◆ **Assignment**: Copy the data below in full, exactly as it appears.

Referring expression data
◇ ◇ ◇

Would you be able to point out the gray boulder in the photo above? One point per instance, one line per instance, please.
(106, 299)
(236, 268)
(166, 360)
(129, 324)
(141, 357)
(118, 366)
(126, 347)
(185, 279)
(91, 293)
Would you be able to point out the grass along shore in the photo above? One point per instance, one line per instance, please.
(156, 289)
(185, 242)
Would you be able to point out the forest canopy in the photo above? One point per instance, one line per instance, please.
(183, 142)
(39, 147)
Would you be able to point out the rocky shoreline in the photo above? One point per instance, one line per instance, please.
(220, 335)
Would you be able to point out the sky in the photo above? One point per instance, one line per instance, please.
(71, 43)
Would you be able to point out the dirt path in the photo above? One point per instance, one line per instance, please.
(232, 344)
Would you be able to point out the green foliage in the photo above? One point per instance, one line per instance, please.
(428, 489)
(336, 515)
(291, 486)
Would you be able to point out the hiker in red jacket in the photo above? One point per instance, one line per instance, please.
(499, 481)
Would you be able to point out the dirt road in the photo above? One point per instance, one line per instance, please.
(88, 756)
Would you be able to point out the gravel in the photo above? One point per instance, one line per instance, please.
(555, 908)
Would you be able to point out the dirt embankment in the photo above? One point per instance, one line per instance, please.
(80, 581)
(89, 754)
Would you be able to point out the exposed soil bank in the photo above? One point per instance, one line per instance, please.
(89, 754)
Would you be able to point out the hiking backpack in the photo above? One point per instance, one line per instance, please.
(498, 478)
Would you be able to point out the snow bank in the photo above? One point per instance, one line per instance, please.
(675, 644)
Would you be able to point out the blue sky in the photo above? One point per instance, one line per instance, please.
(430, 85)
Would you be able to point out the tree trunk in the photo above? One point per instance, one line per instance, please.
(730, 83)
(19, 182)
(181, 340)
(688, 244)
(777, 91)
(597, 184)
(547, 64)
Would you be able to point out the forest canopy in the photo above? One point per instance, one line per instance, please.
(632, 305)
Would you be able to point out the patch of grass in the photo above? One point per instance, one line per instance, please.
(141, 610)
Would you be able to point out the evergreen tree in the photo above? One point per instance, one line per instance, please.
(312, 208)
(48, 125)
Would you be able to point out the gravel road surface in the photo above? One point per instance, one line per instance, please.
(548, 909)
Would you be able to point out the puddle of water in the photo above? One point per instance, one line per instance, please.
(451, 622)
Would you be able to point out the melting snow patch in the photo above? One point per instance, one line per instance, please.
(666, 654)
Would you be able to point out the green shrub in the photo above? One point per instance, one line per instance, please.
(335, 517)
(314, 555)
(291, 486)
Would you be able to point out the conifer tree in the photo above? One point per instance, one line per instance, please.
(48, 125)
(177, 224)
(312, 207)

◇ ◇ ◇

◆ **Final answer**:
Would you be able to point out the gray boulder in the photo above? One point per instance, one line per instance, please.
(106, 299)
(236, 268)
(166, 360)
(129, 324)
(141, 357)
(118, 366)
(126, 347)
(185, 279)
(91, 293)
Would you be able to point out the grass along shore in the photo above? One point per instance, one line per instance, please.
(156, 289)
(185, 242)
Would you be able to point out the forest canopy in the photo above? One point per instance, one line per instance, please.
(183, 142)
(39, 147)
Would you be able to point out the rocky shoreline in the photo above? One point per instance, one line per instance, please.
(220, 335)
Would you be able to point out the sky in the photo above? One point per instance, one line per instance, please.
(71, 43)
Would you be able to point out the dirt path in the photo above? One point per instance, one line per instance, please.
(232, 344)
Would you be able to point out the green foliage in the photo above? One point per instance, one line per instance, please.
(428, 489)
(336, 515)
(291, 486)
Would you be able to point out the hiker in red jacket in the photo above? One point per instance, one line per instance, please.
(499, 481)
Would you be able to point out the dirt road in the photo above? One point per instance, one line per instance, please.
(88, 756)
Would you be able to point out the gravel in the photo above? One point per instance, one line per instance, please.
(555, 908)
Would you be able to point out the dirt embankment in the photo above? One point per instance, one line per instance, please.
(80, 581)
(89, 754)
Would you be able to point out the exposed soil bank in the photo above? One point per instance, one line per instance, please.
(89, 754)
Would you be able to point out the hiking backpack in the photo above? One point per instance, one line per instance, please.
(498, 478)
Would you be able to point out the snow bank in the photo above? One point per instance, one line per instance, please.
(675, 644)
Would you be able to point out the blue sky in the photo above? One point per instance, one line per instance, please.
(430, 85)
Would you be able to point out the tree trunk in the photo above? One point per instance, one line per instance, please.
(730, 83)
(19, 182)
(181, 340)
(688, 244)
(777, 91)
(597, 184)
(547, 64)
Would you be able to point out the forest canopy in the photo above? One point per instance, one line per instance, please.
(632, 305)
Would you be able to point out the patch of grass in the photo above? One point per instance, one line per instance, please.
(141, 610)
Would you be able to point out the evergreen tree in the photo above? One point per instance, one line per instance, please.
(312, 208)
(48, 125)
Would you be able to point out the gravel road surface in the photo above? One point per instance, one line per instance, please.
(548, 909)
Would you be able to point out the puddle of water in the photo above? One point per instance, one line per instance, please.
(451, 622)
Would you be able to point out the melting snow patch in the photo above? One point per instance, one line per instance, please.
(666, 654)
Would you be able to point out the green shrub in the photo above? One point per instance, one line per instance, please.
(335, 517)
(314, 555)
(291, 486)
Would you be able to point out the conifer tree in the photo above? One point per instance, one line per instance, please.
(48, 125)
(177, 224)
(312, 207)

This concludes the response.